INFORMATION SUPPLIED
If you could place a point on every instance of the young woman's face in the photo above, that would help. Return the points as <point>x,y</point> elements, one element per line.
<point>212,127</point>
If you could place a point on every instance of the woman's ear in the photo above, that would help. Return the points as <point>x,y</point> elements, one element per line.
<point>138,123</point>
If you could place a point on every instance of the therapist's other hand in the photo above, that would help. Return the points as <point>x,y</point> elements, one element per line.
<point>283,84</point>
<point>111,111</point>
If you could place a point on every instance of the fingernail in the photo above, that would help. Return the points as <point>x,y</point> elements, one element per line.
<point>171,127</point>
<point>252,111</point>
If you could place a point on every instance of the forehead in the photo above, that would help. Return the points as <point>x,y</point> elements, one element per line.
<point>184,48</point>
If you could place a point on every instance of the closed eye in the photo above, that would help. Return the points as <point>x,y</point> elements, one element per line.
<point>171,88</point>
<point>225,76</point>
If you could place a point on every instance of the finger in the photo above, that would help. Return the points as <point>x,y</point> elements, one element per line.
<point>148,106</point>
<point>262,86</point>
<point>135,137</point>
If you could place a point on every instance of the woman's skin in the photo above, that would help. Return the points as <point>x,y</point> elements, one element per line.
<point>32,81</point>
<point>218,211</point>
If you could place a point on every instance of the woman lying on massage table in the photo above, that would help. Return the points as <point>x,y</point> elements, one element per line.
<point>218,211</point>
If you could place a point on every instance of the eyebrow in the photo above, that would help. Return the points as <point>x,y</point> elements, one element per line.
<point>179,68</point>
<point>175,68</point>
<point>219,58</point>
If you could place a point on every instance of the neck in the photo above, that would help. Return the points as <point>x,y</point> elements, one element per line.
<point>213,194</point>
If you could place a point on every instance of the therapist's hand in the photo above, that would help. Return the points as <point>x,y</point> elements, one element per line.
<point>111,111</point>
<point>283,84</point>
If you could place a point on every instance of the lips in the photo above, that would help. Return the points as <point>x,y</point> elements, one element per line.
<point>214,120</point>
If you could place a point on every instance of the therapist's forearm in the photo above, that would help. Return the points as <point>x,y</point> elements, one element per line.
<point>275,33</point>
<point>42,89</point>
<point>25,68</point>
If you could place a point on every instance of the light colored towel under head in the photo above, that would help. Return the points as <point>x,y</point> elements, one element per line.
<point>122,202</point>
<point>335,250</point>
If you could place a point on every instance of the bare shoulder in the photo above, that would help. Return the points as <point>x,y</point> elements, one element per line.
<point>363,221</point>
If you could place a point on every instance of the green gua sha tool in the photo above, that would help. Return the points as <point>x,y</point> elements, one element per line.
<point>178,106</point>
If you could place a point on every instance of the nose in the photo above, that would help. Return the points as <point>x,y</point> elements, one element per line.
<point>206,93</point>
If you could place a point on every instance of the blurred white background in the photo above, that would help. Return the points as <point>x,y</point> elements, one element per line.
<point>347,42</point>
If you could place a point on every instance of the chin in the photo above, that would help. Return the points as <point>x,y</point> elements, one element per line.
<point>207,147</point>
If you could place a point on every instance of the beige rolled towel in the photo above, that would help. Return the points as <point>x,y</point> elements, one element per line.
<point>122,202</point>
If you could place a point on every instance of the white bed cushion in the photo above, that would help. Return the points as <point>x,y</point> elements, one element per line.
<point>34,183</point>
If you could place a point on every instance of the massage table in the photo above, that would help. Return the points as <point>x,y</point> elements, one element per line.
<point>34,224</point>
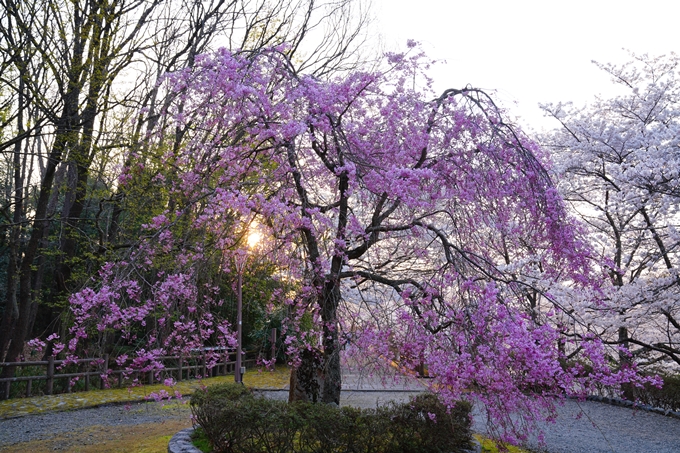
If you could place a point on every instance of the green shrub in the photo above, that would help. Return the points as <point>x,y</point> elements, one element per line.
<point>666,397</point>
<point>219,410</point>
<point>235,421</point>
<point>424,425</point>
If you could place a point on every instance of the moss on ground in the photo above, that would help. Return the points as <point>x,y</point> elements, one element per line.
<point>18,407</point>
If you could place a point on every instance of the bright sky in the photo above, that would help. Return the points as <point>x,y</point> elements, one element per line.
<point>530,51</point>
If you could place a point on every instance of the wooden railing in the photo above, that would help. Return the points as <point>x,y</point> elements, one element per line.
<point>91,370</point>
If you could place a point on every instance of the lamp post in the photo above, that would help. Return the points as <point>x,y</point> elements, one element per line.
<point>253,239</point>
<point>238,372</point>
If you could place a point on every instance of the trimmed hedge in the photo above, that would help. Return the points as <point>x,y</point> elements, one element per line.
<point>236,421</point>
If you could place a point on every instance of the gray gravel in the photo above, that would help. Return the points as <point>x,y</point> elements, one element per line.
<point>46,426</point>
<point>601,427</point>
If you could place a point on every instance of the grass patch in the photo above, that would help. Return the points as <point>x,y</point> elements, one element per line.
<point>489,446</point>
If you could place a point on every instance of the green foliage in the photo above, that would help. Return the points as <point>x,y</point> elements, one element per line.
<point>666,397</point>
<point>236,421</point>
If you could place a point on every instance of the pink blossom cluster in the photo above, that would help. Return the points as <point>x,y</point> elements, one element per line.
<point>423,228</point>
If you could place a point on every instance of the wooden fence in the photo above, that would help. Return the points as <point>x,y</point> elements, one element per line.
<point>90,370</point>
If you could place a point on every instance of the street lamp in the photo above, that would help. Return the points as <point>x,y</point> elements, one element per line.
<point>241,257</point>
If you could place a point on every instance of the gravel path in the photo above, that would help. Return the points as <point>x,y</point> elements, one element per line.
<point>46,426</point>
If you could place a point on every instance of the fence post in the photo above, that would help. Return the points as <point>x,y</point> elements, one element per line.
<point>50,375</point>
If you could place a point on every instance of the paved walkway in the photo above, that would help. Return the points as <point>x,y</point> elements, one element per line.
<point>587,427</point>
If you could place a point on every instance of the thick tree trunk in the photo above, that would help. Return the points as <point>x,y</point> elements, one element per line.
<point>319,376</point>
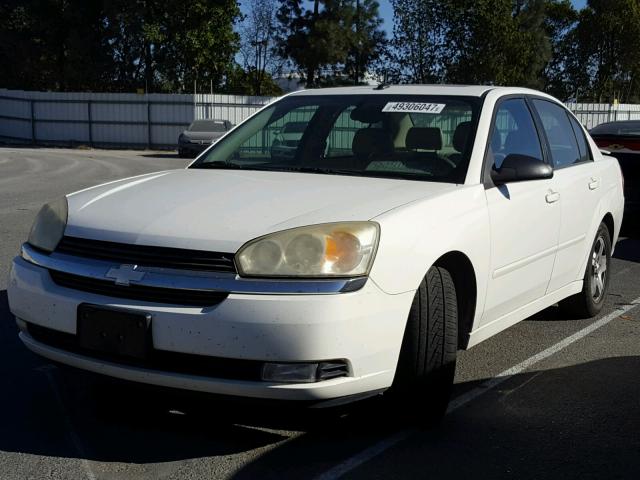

REQUIREMENT
A verbatim printout of the entries above is expected, free of pictures.

YOUR RESPONSE
If you could place a point on every instance of the young woman's face in the photo above, that would help. Return the points as <point>x,y</point> elements, one element per line.
<point>212,127</point>
If you could place a point on every instance of the woman's ear in the photo above, that would help. Return the points as <point>x,y</point> elements, one element per line.
<point>138,123</point>
If you could place a point on every instance of the therapist's other hand in the photo above, that would help. Return the points as <point>x,y</point> elements, one element per line.
<point>283,84</point>
<point>111,111</point>
If you could place a point on every instance of the fingernail in the photo above, that would help. Return the points as <point>x,y</point> elements, one element per line.
<point>171,127</point>
<point>252,111</point>
If you could place a point on every instance of the forehead in the photo above, that would help. Return the points as <point>x,y</point> elements, one element per line.
<point>184,48</point>
If you could place a point on every instance of the closed eye in the photo above, that would help. Return the points as <point>x,y</point> elements, one element per line.
<point>171,88</point>
<point>225,76</point>
If you could place a point on every instance of the finger in the photo above, that would help. Return the points as <point>x,y</point> elements, one element per line.
<point>148,106</point>
<point>262,86</point>
<point>135,137</point>
If you could place a point on every instance of the woman's skin in the photo above, that would help. Return the points as <point>x,y</point> elements, one element per line.
<point>32,81</point>
<point>218,211</point>
If you could place a point on every instance of the woman lying on massage table in the photo above, that would help. Return the points as <point>x,y</point> elements, one element per line.
<point>218,211</point>
If you could place a point on every instance of the eyebrow in the photo above, that would help. Return the points as <point>x,y</point> elements, one element per line.
<point>179,68</point>
<point>175,68</point>
<point>219,58</point>
If you could place a point on every instance of the neck in the photo above, that would help. Return the points as <point>x,y</point> elements, one element per line.
<point>213,194</point>
If you could place a point on every instance of the therapist's hand in the photo above, that would help. Return the points as <point>x,y</point> elements, one element per line.
<point>111,111</point>
<point>283,84</point>
If you could place a point on every instance of the lips in the photo above, that would help. Return the points as <point>x,y</point> elements, one element per line.
<point>214,120</point>
If you could place a point on every instance of the therapist's forearm in the photo above, that would help. Return the points as <point>x,y</point> elements, one element per line.
<point>275,33</point>
<point>42,89</point>
<point>25,68</point>
If you could place a point on every instance of the light colored towel under head in the photo above, that would help. Return the points as <point>x,y</point> elements, one element per line.
<point>122,202</point>
<point>335,250</point>
If you could place a point on every instance of the bare shoulder in the photo above, that would help. Return the points as <point>x,y</point> elements, one element per line.
<point>363,221</point>
If you could place a point on every instance of the green gua sha tool in the photo above, that would help. Return the points as <point>x,y</point> elements, one element per line.
<point>178,106</point>
If you could place a point on every instance of the nose in the photo above, that would help. Return the points as <point>x,y</point> elements, one element per line.
<point>206,93</point>
If you could place a point on every instance of the blurred white background in the photo above, that would help. Return the points as <point>x,y</point> elements, one element per line.
<point>347,42</point>
If you could place a point on every instance of the chin in the photo above, that would help. Return the points as <point>x,y</point> elements, one element per line.
<point>207,147</point>
If you could place a point on every instance of the beige rolled towel in the photo above, that would help. Return the points as <point>x,y</point> elements, one element per line.
<point>122,202</point>
If you could place a point on every instance of the white bed cushion in the photo above, that would help. Return the points as <point>x,y</point> elements, one element per line.
<point>34,183</point>
If you could place a point on every instance of the massage table in the photo above, that would help. Return the points as <point>x,y</point> elements, one element per line.
<point>34,224</point>
If you could place a point on every instance of the green shrub in the photo above, that would help. Return the points as <point>x,y</point> elements, one element per line.
<point>666,397</point>
<point>219,410</point>
<point>235,421</point>
<point>424,425</point>
If you could place a point on every instance of the moss on ground in the photo above, that would help. Return the points as <point>x,y</point> elements, one element per line.
<point>18,407</point>
If you could place a point on every instance of the bright sky in the photo above, that would help. Return the points as <point>x,y</point> elements, one element per line.
<point>530,51</point>
If you could place a point on every instance of the wooden railing in the photo above, that would help. Return the points as <point>x,y</point> elements, one element per line.
<point>91,370</point>
If you could place a point on every instance of the lamp post in the photo above, that would help. Return the points as <point>x,y</point> elements, one element per line.
<point>253,239</point>
<point>238,372</point>
If you could place a point on every instance of the trimmed hedge in the photo above, that would help. Return the points as <point>x,y</point> elements, one element per line.
<point>236,421</point>
If you could place a point on every instance of the gray gravel in the photo above, that would help. Return the points as <point>x,y</point> elements, one element per line.
<point>46,426</point>
<point>601,427</point>
If you could place a point on every instance of the grass patch in the photo above, that would help. Return the points as <point>x,y</point> elements, one element per line.
<point>489,446</point>
If you could place a point on every instance of the green foliage in the photo above, that would help. Return the points as <point>x,y</point> elements, one element per line.
<point>666,397</point>
<point>236,421</point>
If you could place a point on every instance of the pink blossom cluster in the photo above, that would help. Return the points as <point>x,y</point> elements, one element per line.
<point>423,228</point>
If you could place a point on every instance of the wooden fence in the photo above, that would help. Return the points as <point>x,y</point> elements, one element per line.
<point>90,370</point>
If you could place a point on every instance of the street lamp in the photo above, that would help. Return the points as <point>x,y</point> elements, one element per line.
<point>241,257</point>
If you could place a point on every instance of the gravel path in the photo above, that would help. Return the points as <point>x,y</point> elements, one element per line.
<point>46,426</point>
If you could place a point on every instance of the fence post in the photo above, that would help. Return the points as <point>x,y</point> elements, one element per line.
<point>50,375</point>
If you could place a point on every instance of the paved walkway in the photo above, that would help. Return the points as <point>x,y</point> elements, one element per line.
<point>587,427</point>
If you could place a point on every instance of the thick tree trunk in the photo above, that would help. Return the points as <point>x,y</point> elements, one element per line.
<point>319,376</point>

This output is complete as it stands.